[START DATA PROVIDED]

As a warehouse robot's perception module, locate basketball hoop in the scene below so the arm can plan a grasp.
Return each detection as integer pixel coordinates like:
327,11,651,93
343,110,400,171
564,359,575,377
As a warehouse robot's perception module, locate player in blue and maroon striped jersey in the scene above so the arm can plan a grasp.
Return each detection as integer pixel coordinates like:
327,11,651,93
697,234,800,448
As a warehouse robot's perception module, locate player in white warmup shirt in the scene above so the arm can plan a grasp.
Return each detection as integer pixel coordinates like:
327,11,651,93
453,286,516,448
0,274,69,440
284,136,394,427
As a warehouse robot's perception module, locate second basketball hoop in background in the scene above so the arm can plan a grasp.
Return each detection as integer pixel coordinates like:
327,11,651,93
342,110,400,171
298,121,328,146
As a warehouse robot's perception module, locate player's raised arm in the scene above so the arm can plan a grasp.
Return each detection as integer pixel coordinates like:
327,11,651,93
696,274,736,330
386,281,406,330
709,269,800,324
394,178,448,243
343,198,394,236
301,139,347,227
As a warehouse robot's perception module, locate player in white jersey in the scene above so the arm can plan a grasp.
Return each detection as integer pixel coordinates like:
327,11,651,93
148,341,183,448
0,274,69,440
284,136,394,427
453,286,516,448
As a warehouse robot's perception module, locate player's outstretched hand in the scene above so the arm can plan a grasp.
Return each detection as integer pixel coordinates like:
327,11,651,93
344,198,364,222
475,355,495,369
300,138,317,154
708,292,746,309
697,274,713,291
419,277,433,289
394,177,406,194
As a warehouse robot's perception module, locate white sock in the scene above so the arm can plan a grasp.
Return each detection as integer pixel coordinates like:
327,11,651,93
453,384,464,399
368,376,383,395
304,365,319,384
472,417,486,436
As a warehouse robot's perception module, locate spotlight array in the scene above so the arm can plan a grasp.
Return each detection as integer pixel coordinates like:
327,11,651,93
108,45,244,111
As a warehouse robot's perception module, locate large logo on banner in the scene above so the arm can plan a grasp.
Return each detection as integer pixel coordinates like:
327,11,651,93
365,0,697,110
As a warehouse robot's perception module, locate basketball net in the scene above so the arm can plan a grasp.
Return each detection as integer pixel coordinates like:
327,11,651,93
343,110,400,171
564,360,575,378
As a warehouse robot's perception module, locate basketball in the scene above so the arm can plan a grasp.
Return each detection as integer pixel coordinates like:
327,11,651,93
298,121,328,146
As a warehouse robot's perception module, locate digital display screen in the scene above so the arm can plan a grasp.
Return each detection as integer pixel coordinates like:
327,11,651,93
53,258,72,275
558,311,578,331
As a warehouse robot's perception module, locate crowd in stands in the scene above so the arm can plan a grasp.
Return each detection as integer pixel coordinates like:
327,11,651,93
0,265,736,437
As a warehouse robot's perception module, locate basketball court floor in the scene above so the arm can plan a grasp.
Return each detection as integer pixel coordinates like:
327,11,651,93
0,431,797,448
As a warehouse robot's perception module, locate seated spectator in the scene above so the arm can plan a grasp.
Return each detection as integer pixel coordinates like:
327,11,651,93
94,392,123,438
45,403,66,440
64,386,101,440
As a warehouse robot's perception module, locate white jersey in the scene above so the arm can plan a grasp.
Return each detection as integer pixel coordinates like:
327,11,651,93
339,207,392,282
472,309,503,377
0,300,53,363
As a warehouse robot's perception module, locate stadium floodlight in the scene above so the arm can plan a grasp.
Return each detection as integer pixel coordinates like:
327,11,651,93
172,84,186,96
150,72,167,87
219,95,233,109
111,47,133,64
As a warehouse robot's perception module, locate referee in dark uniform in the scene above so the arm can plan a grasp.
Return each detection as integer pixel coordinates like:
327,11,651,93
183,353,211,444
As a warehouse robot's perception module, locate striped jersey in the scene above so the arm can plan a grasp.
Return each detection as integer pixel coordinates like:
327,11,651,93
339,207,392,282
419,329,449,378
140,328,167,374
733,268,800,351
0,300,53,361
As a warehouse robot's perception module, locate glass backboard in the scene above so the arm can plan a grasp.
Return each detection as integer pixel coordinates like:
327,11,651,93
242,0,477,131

[END DATA PROVIDED]

Reproduce everything in the data above from the line containing "As a warehouse robot's perception module, locate crowd" down to the line containing "0,300,53,363", both lines included. Offset every pixel coordinate in the bounding boxes by 148, and leave the request lines and their format sample lines unchanged.

As a warehouse robot's perception module, locate crowd in stands in the scene above so the arm can plan a grasp.
Return each detection as integer pixel coordinates like:
327,11,651,93
148,413,884,585
As a warehouse robot's perception module, locate basketball court floor in the scene above so the arm can plan a grasp.
Return each detection as integer pixel coordinates like:
327,11,651,93
148,579,945,596
As a warehouse robot's perception module, locate seated spectator in the scene above so the arm can plan a grasp.
Return each detection as integer pixel coordinates like:
327,11,651,93
242,540,271,586
193,551,214,588
212,534,249,588
As a warehouse robot's perception module, locate white jersey in the scene above so the arm can plan a grasp.
Return each detection as integer pixel coordinates like:
327,11,651,93
487,355,540,430
620,457,651,525
148,448,201,511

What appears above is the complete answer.